-- Opening Marker --

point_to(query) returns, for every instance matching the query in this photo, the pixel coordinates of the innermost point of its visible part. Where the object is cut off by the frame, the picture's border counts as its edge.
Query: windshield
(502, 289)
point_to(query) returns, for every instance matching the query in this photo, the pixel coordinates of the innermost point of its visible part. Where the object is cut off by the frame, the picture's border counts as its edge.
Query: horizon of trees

-- Closing Marker --

● Problem: Each entry above, in full, should be output exactly as it reads.

● Your response:
point_to(query) returns, for every instance matching the query in this photo, the pixel coordinates of the innermost point of its visible part. Where the object is cut off by the frame, the picture's border counts as its edge.
Query: windshield
(502, 289)
point_to(query) returns, for every instance matching the query in this photo, the pixel coordinates of the innermost point of its visible part. Where the object is cut off by the frame, the picture's border counts as its edge.
Query: horizon of trees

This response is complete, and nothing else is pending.